[Coordinate labeling data]
= = =

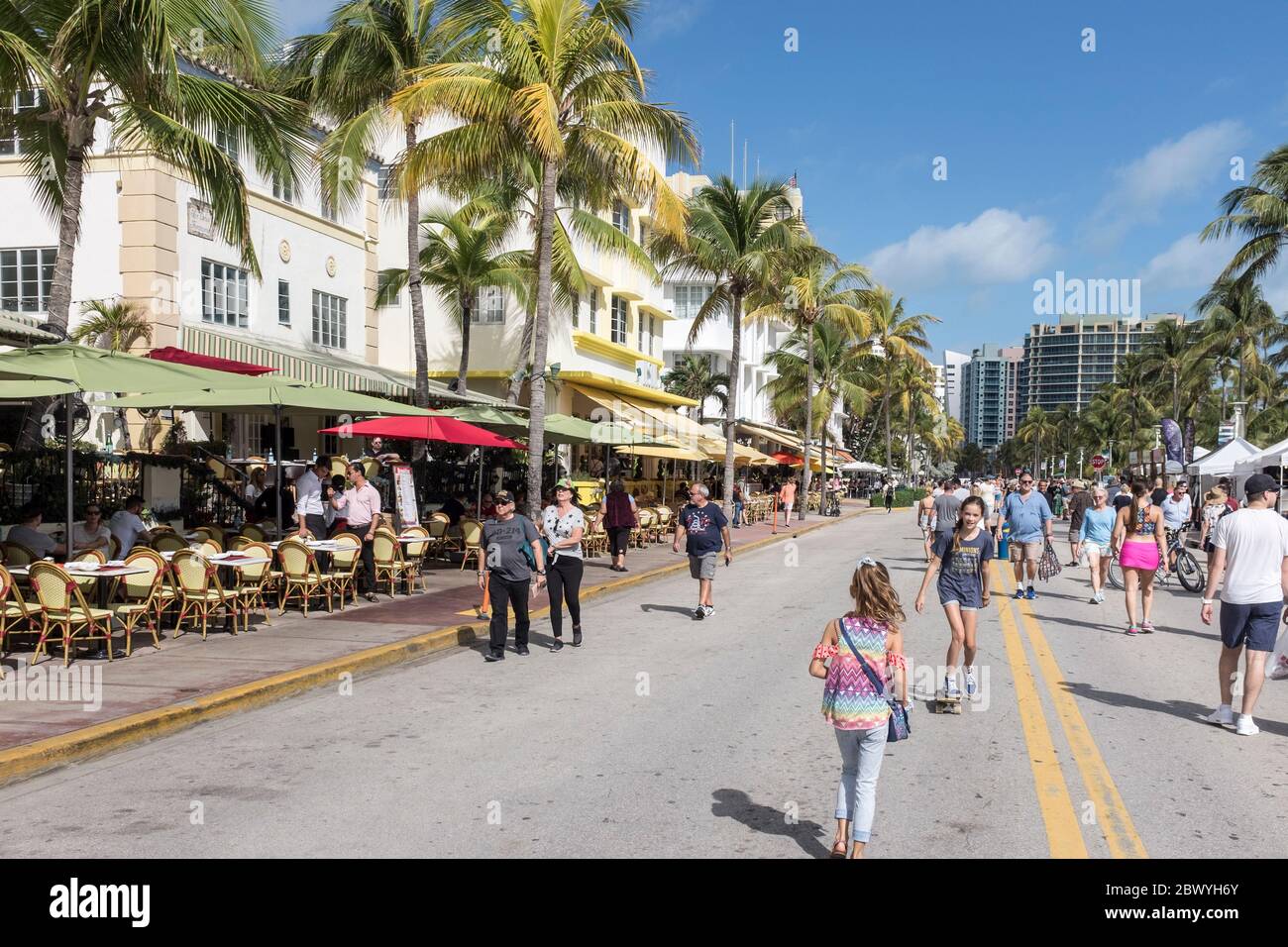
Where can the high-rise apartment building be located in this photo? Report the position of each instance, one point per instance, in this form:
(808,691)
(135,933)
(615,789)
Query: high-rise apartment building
(1067,363)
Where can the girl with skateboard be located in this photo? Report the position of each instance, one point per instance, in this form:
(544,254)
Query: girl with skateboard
(864,648)
(961,558)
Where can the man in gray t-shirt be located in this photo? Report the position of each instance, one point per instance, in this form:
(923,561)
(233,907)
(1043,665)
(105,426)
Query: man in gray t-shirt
(509,577)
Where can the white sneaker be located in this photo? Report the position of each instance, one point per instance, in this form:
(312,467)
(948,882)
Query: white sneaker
(1222,716)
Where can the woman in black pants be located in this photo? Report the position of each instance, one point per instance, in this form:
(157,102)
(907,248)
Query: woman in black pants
(563,525)
(619,518)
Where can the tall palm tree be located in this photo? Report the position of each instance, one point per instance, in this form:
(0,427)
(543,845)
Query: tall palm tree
(463,252)
(900,338)
(125,64)
(695,377)
(116,326)
(814,286)
(559,82)
(737,239)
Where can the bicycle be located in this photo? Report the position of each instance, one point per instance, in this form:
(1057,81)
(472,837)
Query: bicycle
(1186,567)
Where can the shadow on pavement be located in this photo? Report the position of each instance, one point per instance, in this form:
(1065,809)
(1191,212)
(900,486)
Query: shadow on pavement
(1186,710)
(737,805)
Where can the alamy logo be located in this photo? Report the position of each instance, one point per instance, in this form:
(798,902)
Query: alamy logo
(1078,296)
(73,900)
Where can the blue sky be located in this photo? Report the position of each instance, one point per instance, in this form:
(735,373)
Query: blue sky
(1102,163)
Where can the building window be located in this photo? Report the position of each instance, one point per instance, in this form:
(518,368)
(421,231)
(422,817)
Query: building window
(619,317)
(224,295)
(622,217)
(488,305)
(26,275)
(329,320)
(12,144)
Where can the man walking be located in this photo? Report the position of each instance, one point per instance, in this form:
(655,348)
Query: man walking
(1029,515)
(703,527)
(362,504)
(507,575)
(1250,552)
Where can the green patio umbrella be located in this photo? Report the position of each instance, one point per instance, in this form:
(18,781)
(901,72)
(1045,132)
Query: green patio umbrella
(273,393)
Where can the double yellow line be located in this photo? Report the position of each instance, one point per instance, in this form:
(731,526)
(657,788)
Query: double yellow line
(1061,819)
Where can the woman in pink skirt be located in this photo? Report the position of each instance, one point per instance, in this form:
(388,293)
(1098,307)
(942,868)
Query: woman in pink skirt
(1138,536)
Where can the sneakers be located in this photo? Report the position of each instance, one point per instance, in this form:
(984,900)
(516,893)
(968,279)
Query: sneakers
(1222,716)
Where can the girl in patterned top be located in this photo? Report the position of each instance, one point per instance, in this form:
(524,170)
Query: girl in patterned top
(855,707)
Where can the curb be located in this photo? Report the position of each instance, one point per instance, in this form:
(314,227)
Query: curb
(44,755)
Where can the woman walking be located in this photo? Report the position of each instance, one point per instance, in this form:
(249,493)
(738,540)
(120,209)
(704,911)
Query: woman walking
(1095,540)
(563,526)
(1138,543)
(864,647)
(961,560)
(619,518)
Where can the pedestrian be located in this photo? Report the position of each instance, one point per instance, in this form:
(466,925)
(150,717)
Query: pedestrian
(703,527)
(1095,540)
(858,652)
(361,504)
(565,525)
(1029,515)
(961,561)
(1078,502)
(1250,553)
(1138,541)
(619,518)
(506,574)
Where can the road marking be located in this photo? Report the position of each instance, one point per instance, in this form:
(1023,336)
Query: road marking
(1064,835)
(1112,814)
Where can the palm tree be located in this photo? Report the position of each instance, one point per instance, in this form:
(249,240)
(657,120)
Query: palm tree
(900,338)
(559,84)
(116,326)
(125,65)
(812,287)
(737,239)
(695,377)
(462,254)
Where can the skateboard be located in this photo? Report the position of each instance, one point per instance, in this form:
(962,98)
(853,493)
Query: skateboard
(944,703)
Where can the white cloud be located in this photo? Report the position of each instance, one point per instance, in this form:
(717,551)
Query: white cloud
(999,247)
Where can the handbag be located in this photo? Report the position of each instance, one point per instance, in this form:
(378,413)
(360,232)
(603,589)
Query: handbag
(898,727)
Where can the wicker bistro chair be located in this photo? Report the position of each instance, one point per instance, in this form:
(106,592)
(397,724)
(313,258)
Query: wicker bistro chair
(301,579)
(142,596)
(344,566)
(64,607)
(201,594)
(390,564)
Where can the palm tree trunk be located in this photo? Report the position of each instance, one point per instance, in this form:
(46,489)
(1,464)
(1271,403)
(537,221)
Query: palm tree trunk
(60,287)
(809,410)
(540,335)
(413,285)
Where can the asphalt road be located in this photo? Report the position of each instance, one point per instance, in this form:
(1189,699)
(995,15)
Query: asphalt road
(665,736)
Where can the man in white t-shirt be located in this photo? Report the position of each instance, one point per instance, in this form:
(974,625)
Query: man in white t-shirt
(1250,551)
(127,526)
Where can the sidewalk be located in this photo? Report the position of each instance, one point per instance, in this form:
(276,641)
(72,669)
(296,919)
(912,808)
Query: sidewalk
(185,681)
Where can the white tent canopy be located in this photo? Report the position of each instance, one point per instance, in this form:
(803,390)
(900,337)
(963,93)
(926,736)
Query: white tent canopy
(1222,460)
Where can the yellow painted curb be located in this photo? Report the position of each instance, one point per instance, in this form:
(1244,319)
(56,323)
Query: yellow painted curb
(31,759)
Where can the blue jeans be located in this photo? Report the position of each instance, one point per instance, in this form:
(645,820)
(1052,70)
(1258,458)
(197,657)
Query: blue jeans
(862,753)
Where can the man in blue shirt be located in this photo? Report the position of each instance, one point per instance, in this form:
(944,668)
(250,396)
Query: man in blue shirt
(1029,515)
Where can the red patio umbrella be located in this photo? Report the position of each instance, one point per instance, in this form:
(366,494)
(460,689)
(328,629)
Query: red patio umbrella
(181,357)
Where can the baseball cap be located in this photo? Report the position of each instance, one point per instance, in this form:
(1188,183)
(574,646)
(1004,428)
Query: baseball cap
(1260,483)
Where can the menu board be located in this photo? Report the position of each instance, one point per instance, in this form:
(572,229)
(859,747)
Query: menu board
(404,495)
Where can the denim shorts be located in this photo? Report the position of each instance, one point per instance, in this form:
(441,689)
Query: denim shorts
(1254,626)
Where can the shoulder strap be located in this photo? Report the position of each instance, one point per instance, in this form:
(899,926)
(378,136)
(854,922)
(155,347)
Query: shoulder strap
(879,684)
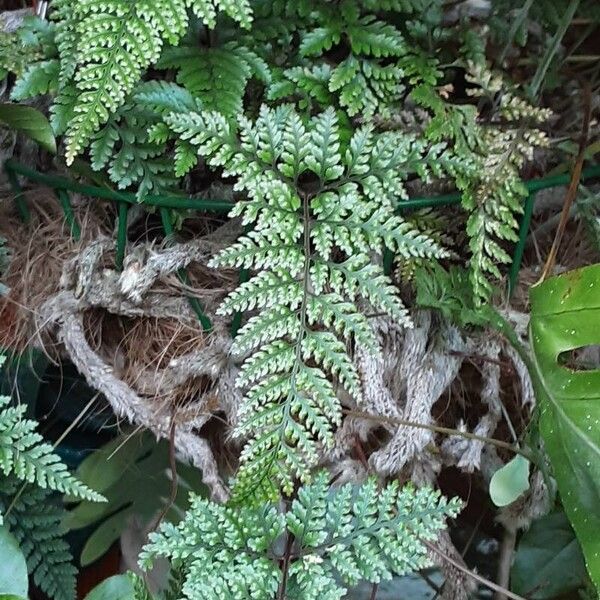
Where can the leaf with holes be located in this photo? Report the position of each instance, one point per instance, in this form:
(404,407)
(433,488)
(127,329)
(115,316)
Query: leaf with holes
(565,317)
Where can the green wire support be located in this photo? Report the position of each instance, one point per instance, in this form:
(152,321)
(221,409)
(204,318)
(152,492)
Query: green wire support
(183,274)
(121,234)
(70,218)
(13,180)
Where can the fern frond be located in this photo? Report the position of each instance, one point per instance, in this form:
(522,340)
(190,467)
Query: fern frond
(319,207)
(217,76)
(105,48)
(24,454)
(496,197)
(35,521)
(340,537)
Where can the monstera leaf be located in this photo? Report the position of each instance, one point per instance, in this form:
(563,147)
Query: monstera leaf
(132,472)
(565,317)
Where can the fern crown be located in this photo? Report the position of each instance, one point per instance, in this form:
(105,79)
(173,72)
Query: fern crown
(343,535)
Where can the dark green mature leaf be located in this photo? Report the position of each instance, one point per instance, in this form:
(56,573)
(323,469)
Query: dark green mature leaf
(118,587)
(30,122)
(133,473)
(565,316)
(13,569)
(548,561)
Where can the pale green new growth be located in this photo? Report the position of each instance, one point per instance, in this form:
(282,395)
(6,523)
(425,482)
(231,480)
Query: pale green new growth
(319,209)
(105,46)
(334,538)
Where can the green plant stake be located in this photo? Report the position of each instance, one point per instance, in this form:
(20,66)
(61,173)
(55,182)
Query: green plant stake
(565,313)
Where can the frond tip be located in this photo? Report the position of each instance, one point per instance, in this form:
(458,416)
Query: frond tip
(338,537)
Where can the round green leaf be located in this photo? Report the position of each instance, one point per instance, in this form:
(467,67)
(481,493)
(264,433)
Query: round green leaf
(13,573)
(118,587)
(509,482)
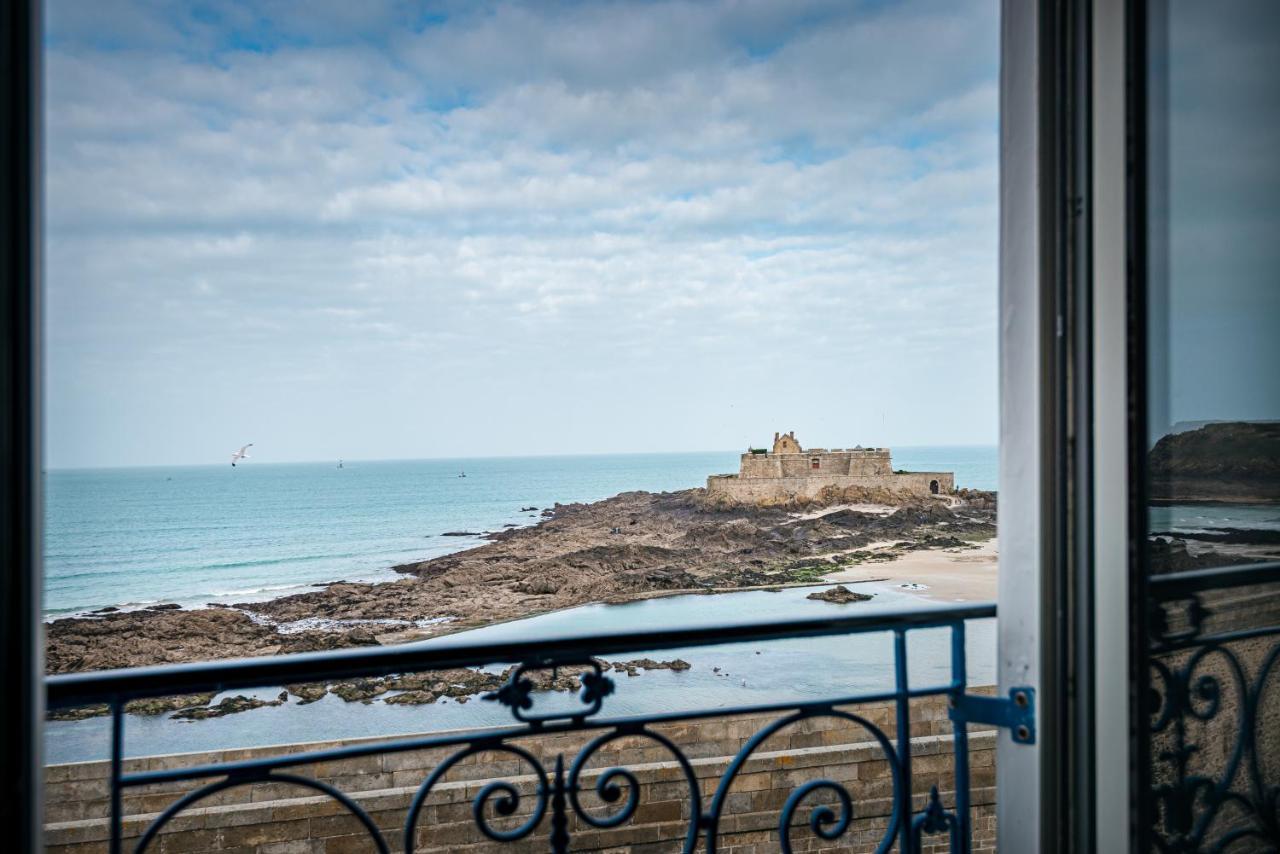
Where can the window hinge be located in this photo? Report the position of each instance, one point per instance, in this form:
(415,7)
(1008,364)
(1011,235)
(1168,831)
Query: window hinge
(1015,712)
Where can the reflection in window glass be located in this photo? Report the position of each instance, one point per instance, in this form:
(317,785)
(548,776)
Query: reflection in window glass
(1214,292)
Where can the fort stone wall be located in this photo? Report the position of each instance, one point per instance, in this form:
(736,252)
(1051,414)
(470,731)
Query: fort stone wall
(790,473)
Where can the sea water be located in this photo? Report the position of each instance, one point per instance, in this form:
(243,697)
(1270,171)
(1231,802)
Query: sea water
(191,535)
(720,677)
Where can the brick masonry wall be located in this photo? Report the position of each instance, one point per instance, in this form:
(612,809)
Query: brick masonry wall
(286,820)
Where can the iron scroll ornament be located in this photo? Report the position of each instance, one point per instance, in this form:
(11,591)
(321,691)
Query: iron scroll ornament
(1212,731)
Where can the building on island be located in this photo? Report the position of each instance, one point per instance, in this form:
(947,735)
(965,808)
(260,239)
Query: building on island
(790,471)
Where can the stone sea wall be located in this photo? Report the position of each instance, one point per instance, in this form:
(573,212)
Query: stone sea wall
(283,820)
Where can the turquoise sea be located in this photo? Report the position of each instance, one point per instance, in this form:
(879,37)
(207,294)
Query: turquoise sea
(199,534)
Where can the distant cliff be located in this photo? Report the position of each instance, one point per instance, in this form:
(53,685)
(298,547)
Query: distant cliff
(1233,461)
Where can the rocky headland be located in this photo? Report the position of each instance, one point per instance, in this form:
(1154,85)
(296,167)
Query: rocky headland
(632,546)
(1228,462)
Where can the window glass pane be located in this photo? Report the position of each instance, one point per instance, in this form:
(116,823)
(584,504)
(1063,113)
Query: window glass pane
(1214,292)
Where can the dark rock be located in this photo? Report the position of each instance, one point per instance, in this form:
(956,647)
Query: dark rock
(840,594)
(411,698)
(229,706)
(307,692)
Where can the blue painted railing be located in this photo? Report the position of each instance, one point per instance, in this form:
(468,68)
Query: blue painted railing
(557,790)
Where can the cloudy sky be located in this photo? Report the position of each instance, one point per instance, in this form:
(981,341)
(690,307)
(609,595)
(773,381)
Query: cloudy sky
(348,229)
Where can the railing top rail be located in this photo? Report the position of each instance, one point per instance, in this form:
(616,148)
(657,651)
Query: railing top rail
(1175,585)
(117,685)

= = =

▸ Given request:
Copy exactly the lines of the listing above, beginning at the line with "Where can the window glass" and ending at its final line; write out nothing else.

▸ Exercise solution:
Where can the window glass pane be located in this photo? Report the position of each instance, one point per instance, in this form:
(116,823)
(584,504)
(1063,113)
Query: window glass pane
(1214,292)
Where can the dark rock be located in this photo? Report the position of each instance, one point per instance, in this form:
(956,647)
Query: dark rock
(840,594)
(411,698)
(229,706)
(307,692)
Where can the blue painted railing be located in this photo? Report the position of each instance, one point per instance, in this form:
(468,68)
Query: blue painted railing
(557,790)
Where can the cloudy sky be located in this photo? Report the position of each instance, one point per instance, in this form:
(981,341)
(690,307)
(609,595)
(773,381)
Query: cloudy sky
(348,229)
Where can the railing top rail be located in this photo? Report the position of each instance, one point per instance, in this form:
(616,148)
(657,651)
Query: railing top rail
(1175,585)
(117,685)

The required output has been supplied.